Material →
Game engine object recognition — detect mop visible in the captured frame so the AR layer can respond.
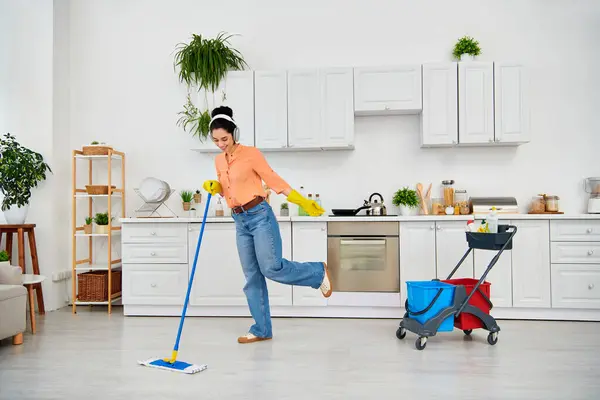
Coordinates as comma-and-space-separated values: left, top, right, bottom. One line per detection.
138, 193, 211, 374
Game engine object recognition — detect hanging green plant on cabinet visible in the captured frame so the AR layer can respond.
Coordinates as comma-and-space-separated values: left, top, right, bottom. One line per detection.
174, 32, 248, 141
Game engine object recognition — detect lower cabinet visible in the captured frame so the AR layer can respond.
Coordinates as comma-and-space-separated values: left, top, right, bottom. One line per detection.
511, 220, 551, 308
292, 222, 327, 306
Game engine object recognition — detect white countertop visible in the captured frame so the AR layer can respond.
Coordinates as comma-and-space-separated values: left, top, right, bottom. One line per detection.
120, 214, 600, 223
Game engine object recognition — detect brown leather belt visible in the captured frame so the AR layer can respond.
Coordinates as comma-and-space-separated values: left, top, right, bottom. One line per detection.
231, 196, 265, 214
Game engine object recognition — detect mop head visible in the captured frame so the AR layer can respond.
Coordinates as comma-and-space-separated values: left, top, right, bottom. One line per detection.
138, 358, 208, 374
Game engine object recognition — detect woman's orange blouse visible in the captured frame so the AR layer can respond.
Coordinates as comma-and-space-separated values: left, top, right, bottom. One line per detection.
215, 143, 290, 208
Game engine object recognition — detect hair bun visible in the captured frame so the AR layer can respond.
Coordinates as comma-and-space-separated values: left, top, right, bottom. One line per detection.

Set exercise → Rewrite the material starting at the line containing "Game engine object recognition — detect hanging" and ending at the line containing "138, 358, 208, 374", putting "camera feed" wherever "captured frame" appears and leaving everything else unchanged.

Written answer →
Game engine object recognition — detect hanging green plant on cabinet visible in the camera feed so the AR layer can respond.
Coordinates as comma-and-space-separated values: left, top, right, bottom. One line per detection.
174, 32, 248, 141
Game engine object recognition — detect lower cabinet visible in the camera feed so the AR layer can respond.
Coordinates as comma-and-space-separated values: left, top, right, bottom. One line per detection.
511, 220, 551, 308
292, 222, 327, 306
Game engine object recognition — detect white countertop visible in the camera feed so the AR layer can respond.
Coordinates as comma-and-space-separated values: left, top, right, bottom. One line per detection.
120, 214, 600, 223
Game engine object recognition — detect brown leather belt visible in the camera feed so the AR layer can respond.
Coordinates as comma-and-space-separated values: left, top, right, bottom. One line per detection.
231, 196, 265, 214
Game engine object recognition — detect mop head visible in the camera feed so the AR layer can respond.
Coordinates as comma-and-space-separated values: left, top, right, bottom. One line per detection.
138, 358, 208, 374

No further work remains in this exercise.